Task item: Every entry that follows should be reproduced exactly.

═══ Dataset content ═══

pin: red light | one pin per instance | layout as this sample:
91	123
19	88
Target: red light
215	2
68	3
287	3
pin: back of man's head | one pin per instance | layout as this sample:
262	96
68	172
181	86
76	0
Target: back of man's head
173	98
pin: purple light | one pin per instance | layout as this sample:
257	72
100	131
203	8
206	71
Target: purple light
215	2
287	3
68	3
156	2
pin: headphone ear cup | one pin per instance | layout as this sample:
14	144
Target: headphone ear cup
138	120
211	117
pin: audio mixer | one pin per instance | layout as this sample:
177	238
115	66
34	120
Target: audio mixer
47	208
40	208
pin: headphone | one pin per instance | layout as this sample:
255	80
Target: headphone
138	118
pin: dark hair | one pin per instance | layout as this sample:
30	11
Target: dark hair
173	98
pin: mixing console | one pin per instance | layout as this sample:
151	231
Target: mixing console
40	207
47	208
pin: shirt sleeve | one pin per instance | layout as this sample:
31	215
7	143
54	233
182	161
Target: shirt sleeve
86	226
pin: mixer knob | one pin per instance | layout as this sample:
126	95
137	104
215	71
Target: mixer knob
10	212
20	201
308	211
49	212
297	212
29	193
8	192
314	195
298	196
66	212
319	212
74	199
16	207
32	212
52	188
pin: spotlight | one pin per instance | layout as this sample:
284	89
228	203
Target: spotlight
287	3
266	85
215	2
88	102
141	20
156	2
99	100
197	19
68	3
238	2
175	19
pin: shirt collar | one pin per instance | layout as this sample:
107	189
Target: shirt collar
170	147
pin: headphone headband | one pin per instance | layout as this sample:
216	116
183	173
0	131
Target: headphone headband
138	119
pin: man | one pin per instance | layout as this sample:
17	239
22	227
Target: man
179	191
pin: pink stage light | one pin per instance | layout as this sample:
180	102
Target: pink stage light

═══

Result of the task:
pin: red light | one pin per instance | layout as this sample:
91	123
19	88
Target: red light
215	2
68	3
287	3
pin: back of man's head | one pin per instance | layout as this sample:
262	96
68	172
181	86
76	0
Target: back of man's head
173	98
pin: purple light | one pin per instance | layout as this sample:
257	72
100	131
203	8
206	71
Target: purple light
215	2
287	3
68	3
156	2
pin: headphone ear cup | one pin per instance | layout as this sample:
14	144
Target: headphone ear cup
138	120
211	117
pin: audio mixer | one pin per instance | layout as this sample:
177	238
115	66
34	120
Target: audio mixer
47	208
40	208
pin: headphone | one pin per instance | layout as this sample:
255	80
Target: headphone
138	118
pin: dark hair | one pin per instance | layout as this sample:
30	11
Target: dark hair
173	98
pin: mixing console | one pin per instance | layout as this sample:
151	231
Target: mixing console
40	207
47	208
pin: shirt sleeve | one pin per instance | layout as this sample:
31	215
7	143
54	233
182	161
Target: shirt sleeve
86	226
pin: mixer knob | one pin per instance | layout as this sample:
126	95
137	104
215	71
Target: mixer knob
10	212
20	201
308	211
49	212
297	212
29	193
8	192
314	195
298	196
66	212
319	212
74	199
16	207
32	212
52	188
pin: spotlight | one pin per instance | layout as this sample:
284	89
228	203
Target: spotlight
287	3
266	85
215	2
88	102
141	20
156	2
99	100
197	19
68	3
238	2
175	19
pin: shirt collar | one pin per instance | layout as this sample:
107	189
Target: shirt collar
170	147
pin: headphone headband | one pin per instance | layout as this sample:
216	116
183	173
0	131
Target: headphone headband
138	119
pin: man | one pin per instance | layout as this sample:
17	239
22	227
Target: man
179	191
pin: pink stage light | one pin per instance | layout as this sample:
180	102
Target: pink stage light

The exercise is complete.